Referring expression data

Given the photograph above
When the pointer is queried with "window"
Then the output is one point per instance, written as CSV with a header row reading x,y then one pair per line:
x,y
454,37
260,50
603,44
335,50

## PROMPT
Nothing added, nothing dropped: copy the data above.

## COMPLETED EXERCISE
Given the photograph above
When the pointer is queried with "window"
Then the output is one point per instance, written as CSV with a header row reading x,y then one pair per line:
x,y
454,37
260,50
603,44
335,50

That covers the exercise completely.